** Start Available records **
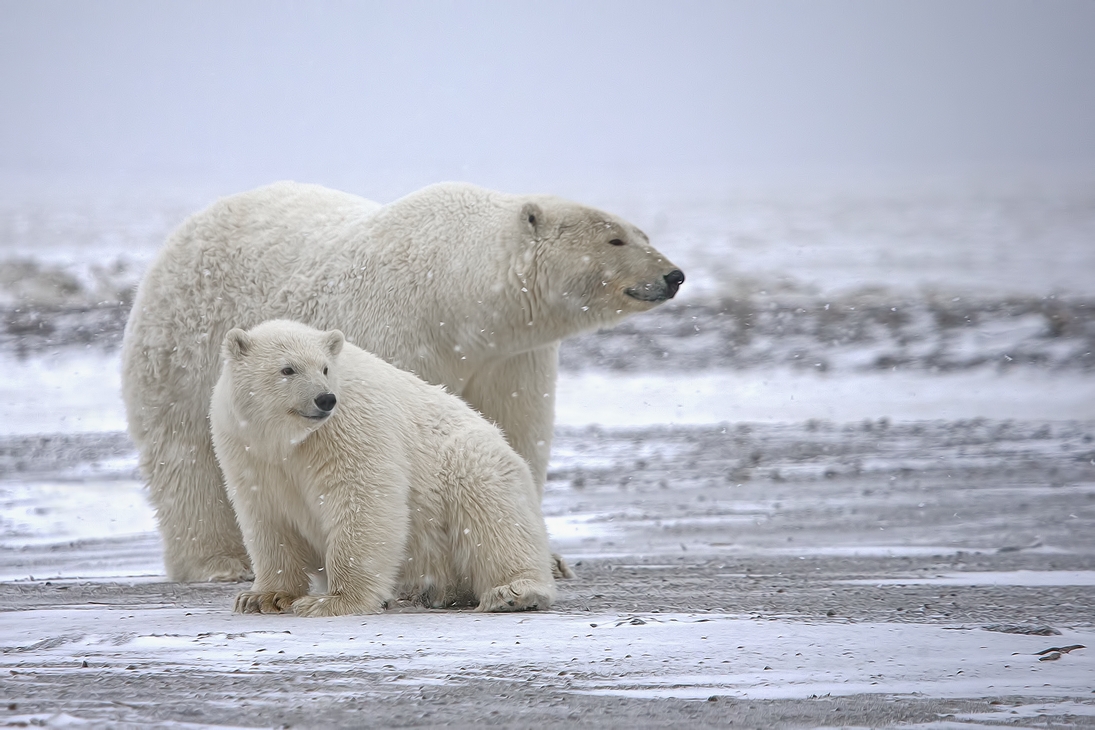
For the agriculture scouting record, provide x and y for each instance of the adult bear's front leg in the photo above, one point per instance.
(202, 541)
(518, 394)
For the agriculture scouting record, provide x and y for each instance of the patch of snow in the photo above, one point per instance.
(682, 656)
(41, 512)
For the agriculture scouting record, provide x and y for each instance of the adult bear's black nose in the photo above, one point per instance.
(673, 281)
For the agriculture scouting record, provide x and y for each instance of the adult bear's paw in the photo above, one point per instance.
(335, 605)
(264, 602)
(518, 595)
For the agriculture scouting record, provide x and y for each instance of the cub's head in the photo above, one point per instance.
(283, 377)
(590, 262)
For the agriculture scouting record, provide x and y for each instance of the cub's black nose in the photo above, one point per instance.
(673, 281)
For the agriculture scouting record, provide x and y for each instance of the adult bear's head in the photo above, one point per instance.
(587, 261)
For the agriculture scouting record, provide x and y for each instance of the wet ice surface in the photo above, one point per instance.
(817, 502)
(790, 565)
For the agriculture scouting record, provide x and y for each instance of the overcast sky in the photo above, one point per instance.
(245, 92)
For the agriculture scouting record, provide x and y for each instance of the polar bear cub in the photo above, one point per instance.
(344, 467)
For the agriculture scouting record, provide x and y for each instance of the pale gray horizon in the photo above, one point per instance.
(240, 93)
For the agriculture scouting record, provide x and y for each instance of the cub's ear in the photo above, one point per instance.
(334, 342)
(532, 218)
(237, 344)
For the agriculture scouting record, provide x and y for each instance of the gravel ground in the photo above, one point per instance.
(800, 526)
(781, 541)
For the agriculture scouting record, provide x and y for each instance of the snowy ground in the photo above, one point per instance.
(790, 503)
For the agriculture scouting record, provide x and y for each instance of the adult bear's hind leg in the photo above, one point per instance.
(202, 541)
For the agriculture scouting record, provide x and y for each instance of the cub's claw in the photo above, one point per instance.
(263, 602)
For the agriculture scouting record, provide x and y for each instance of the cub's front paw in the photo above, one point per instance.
(334, 605)
(263, 602)
(518, 595)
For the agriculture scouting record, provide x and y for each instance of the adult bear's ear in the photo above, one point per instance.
(237, 344)
(334, 342)
(532, 217)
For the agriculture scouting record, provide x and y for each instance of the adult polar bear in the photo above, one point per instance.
(465, 287)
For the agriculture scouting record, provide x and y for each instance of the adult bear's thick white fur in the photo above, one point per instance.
(345, 467)
(465, 287)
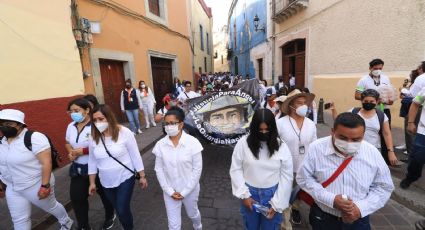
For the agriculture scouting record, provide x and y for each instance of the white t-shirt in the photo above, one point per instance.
(367, 82)
(264, 172)
(178, 169)
(183, 96)
(372, 129)
(79, 140)
(308, 134)
(420, 99)
(19, 167)
(111, 173)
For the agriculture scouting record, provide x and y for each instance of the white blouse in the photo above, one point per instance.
(289, 134)
(111, 173)
(179, 168)
(263, 172)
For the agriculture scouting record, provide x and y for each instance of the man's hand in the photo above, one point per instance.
** End Available records **
Copy every record above exactly, leaving out the pictures.

For the agriculture scouting record, provide x and y for each instance of the adult bear's front leg in the photo above, one point per instance.
(202, 541)
(518, 394)
For the agriculture scouting record, provide x and y for each instance of the patch of snow in the photo above, one point per instance.
(682, 656)
(41, 512)
For the agriculture scouting record, provide x and y for each instance of the adult bear's black nose in the photo above, one point per instance.
(673, 281)
For the agriculture scouting record, provide x and y for each instance of the adult bear's paw in the photo above, one point per instance.
(335, 605)
(264, 602)
(518, 595)
For the agriculture scouting record, provide x and y for each instance of the cub's head in the photo above, one point per instance.
(283, 377)
(590, 262)
For the agriculture scouting record, provide x and y for each instance of the cub's black nose in the photo above, one point per instance.
(673, 281)
For the agriculture scouting record, provide x and y for each instance of the adult bear's head in the photo above, one point per instance.
(587, 261)
For the agriculture scouting record, provide x and y for each instance of the wet ice surface in the photo above, one point per instance.
(817, 502)
(790, 565)
For the agriculture scouting record, provide x and y for each instance of the overcast sky in the photo above, one point per instance.
(245, 92)
For the agriculture scouting record, provide x and y for each instance of the polar bear cub in the photo above, one point per instance.
(344, 467)
For the agriculture scouting record, provide x and y for each instance of the pale gray horizon in the photo above, one point per instance.
(240, 93)
For the agriculture scouting record, provide x and y for each instance of the cub's ear in the photo above, one point per instance.
(334, 342)
(532, 218)
(237, 344)
For the agriculture scouting record, provide x and y for each instance of the gravel ground in the photo above, one point per instance.
(800, 526)
(781, 541)
For the agriculture scouting record, provide x and y for each instance of the snowy ground in the photo above, one point per instance.
(790, 503)
For the agriculture scouting record, provide x and y for each instance of the adult bear's hind leg in the photo above, one point per instance.
(202, 541)
For the agriculture scouting record, provide x and y for each instance of the cub's claw in the photo above, one point per instance.
(263, 602)
For the agriculture scouting record, provide x and y for each instance of the cub's front paw in the photo above, one point per instance.
(334, 605)
(263, 602)
(518, 595)
For the agriculture scouting record, provide x and y for each instance of the adult bear's ear in the photo above, one point per instance.
(237, 344)
(334, 342)
(532, 217)
For the agriculture scouting record, provide x and y for each instance of the adult polar bear in the photo above, one point per instance.
(465, 287)
For the agriculture scouting record, provide x and y for each instance of the adult bear's thick white fur in the photo above, one point per instance.
(345, 467)
(465, 287)
For the agriculture scouting record, provide x and y for each instance of the white t-shirt in the photo above, one point per instance.
(367, 82)
(264, 172)
(178, 169)
(183, 96)
(372, 129)
(79, 140)
(308, 134)
(420, 99)
(19, 167)
(111, 173)
For the agriculture scouting record, provide x and y for each instance of the white blouse in the photo above, one point per instance.
(289, 134)
(111, 173)
(179, 168)
(263, 172)
For the agriculture scouting record, provide x and y for each instance of the man's hand in the photo above, one point per instance.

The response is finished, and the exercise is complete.